Problem description: Word for word, transcribe the lines from the one containing "Report the location of every instance of the overhead" through the end of the entries, both included, and nothing else.

(Stored items from a collection)
= = = = = = =
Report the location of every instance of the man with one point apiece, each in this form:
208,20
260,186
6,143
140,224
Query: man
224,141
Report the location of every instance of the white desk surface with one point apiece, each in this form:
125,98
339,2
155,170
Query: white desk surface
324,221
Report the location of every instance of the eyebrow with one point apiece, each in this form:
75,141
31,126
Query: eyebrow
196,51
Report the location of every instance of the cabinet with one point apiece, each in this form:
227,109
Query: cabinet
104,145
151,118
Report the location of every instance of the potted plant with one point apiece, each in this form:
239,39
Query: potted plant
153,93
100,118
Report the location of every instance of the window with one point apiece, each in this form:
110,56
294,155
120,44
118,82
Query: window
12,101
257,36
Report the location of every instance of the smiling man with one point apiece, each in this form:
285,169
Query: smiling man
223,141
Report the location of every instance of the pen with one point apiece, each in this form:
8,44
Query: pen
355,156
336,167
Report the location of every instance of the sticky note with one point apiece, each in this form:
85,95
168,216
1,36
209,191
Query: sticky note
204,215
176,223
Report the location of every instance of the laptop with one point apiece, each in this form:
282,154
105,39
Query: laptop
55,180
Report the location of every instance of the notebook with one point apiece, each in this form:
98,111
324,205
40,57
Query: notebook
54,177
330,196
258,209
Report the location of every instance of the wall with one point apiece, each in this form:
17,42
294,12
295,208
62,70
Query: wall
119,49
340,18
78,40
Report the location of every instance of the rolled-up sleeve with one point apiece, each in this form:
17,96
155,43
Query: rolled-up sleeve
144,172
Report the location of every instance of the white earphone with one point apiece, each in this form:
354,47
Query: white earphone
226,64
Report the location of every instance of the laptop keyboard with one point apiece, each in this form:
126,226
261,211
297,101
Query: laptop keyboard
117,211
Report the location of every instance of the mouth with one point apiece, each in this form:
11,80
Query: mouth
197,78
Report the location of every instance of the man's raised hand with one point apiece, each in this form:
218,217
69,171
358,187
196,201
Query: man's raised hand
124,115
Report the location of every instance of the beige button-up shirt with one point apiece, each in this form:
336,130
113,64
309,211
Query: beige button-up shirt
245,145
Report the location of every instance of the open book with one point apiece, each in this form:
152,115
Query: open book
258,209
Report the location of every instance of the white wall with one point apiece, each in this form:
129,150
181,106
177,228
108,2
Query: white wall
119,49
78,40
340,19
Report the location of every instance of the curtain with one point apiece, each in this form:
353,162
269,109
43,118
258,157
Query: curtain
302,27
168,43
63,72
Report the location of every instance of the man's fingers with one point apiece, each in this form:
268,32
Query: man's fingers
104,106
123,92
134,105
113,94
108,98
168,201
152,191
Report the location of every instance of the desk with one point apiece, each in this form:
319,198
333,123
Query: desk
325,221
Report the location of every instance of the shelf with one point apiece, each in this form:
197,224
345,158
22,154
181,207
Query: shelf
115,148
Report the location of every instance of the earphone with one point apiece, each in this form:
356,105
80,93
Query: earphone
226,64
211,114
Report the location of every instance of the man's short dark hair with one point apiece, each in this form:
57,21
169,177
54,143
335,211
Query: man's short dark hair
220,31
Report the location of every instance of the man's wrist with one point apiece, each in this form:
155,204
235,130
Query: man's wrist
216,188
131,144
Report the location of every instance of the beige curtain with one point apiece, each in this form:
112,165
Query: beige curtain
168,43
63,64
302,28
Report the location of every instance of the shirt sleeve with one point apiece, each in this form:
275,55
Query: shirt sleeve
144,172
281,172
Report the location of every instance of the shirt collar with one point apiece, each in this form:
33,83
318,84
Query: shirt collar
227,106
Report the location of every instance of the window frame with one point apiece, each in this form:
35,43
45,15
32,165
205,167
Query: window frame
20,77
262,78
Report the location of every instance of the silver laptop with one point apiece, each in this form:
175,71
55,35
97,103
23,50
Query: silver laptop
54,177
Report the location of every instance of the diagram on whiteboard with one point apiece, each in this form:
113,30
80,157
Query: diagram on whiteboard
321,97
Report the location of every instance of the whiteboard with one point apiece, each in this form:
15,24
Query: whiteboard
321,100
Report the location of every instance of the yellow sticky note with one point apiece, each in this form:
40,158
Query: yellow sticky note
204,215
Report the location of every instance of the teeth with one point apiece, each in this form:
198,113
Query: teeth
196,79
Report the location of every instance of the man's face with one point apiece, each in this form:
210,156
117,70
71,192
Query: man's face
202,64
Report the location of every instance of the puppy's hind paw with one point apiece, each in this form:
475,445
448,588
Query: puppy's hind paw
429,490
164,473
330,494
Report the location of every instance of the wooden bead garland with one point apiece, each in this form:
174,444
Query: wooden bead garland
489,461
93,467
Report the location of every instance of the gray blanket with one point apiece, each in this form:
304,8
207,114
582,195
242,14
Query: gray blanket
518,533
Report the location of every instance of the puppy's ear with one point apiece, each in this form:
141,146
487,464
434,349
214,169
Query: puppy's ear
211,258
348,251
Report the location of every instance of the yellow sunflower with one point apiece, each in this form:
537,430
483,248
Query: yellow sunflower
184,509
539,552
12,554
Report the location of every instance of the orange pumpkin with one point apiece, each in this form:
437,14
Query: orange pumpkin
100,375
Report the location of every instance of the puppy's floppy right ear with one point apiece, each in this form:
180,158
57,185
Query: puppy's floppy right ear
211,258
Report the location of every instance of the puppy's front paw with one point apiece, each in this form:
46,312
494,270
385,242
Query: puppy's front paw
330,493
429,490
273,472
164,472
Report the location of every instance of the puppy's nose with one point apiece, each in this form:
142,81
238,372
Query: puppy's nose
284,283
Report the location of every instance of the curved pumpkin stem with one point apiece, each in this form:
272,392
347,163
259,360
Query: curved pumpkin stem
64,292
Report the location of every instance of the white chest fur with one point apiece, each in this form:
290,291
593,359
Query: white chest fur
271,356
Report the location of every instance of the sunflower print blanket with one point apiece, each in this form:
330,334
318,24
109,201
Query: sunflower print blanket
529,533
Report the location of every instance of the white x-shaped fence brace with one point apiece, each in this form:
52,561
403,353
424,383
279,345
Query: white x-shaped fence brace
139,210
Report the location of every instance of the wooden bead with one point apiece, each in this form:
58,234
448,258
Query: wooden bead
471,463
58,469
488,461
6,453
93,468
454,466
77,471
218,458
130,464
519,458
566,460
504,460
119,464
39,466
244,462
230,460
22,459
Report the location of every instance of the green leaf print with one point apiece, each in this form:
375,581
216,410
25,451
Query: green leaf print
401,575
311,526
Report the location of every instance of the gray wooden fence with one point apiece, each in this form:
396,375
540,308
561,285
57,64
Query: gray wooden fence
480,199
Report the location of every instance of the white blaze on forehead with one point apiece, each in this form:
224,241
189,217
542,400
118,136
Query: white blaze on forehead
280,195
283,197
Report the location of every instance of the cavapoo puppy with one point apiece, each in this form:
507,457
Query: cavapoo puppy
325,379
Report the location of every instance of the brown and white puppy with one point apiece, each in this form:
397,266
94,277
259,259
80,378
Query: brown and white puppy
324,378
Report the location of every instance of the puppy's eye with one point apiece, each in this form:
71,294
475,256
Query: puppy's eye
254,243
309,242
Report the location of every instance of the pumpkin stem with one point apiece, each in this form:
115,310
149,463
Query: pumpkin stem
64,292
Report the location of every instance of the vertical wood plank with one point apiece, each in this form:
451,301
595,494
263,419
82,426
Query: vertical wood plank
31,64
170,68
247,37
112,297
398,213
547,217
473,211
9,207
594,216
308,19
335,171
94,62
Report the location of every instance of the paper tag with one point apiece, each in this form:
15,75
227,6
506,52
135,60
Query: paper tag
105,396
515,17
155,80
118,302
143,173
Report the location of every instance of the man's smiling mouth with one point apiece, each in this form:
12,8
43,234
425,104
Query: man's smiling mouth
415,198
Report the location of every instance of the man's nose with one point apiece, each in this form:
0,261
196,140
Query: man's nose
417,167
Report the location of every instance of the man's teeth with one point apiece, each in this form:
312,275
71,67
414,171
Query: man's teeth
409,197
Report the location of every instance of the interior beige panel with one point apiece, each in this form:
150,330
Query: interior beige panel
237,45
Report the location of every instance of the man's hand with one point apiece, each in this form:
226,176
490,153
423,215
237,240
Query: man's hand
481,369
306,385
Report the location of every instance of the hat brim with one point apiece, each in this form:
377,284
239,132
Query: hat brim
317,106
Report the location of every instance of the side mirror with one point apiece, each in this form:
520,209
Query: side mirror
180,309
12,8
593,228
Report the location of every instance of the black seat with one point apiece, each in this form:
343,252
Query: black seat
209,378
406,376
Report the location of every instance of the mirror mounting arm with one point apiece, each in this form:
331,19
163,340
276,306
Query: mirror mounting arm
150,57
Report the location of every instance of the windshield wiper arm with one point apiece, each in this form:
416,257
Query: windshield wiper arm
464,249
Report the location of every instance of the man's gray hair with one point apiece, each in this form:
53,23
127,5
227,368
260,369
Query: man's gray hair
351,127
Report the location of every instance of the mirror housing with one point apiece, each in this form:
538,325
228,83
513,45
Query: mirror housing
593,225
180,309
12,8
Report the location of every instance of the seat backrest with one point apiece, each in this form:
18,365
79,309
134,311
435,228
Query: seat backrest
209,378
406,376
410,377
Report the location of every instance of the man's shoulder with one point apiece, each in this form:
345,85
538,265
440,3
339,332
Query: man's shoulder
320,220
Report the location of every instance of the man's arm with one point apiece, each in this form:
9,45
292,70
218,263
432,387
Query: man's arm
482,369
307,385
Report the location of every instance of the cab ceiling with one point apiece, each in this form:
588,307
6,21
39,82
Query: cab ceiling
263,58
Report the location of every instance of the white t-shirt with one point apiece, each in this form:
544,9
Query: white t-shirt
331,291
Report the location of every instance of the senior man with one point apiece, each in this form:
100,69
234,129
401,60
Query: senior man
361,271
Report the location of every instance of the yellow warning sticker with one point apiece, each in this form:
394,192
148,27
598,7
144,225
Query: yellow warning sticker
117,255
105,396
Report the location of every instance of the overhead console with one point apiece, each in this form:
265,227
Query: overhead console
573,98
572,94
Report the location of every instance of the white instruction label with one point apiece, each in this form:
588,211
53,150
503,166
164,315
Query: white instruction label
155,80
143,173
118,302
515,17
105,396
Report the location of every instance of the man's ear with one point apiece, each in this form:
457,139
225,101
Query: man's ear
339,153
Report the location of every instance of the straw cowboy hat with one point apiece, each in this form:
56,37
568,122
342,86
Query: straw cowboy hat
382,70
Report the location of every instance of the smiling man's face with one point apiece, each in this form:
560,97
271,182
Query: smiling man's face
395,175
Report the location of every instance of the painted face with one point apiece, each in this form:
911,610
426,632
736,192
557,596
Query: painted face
= = = = = = =
Solved problem:
Report the location of every instance of the overhead console with one point apiece, each in this form:
265,227
Query: overhead console
573,98
572,94
Report the location of every instance of the white instruction label with one point apiece, each in this form:
588,211
53,150
503,166
164,315
Query: white instruction label
155,80
143,173
118,302
515,17
105,396
Report the location of every instance of the man's ear with one point apiece, each in this form:
457,139
225,101
Query: man's ear
339,153
Report the location of every instance of the straw cowboy hat with one point apiece, each in this form:
56,37
568,122
342,86
Query: straw cowboy hat
382,70
Report the location of every instance of the smiling man's face with one point apiece, each in this form:
560,97
271,182
Query: smiling man's face
395,175
Report the location of every instance of the painted face with one point apiece, each in this form:
911,610
426,632
736,192
557,596
Query: painted face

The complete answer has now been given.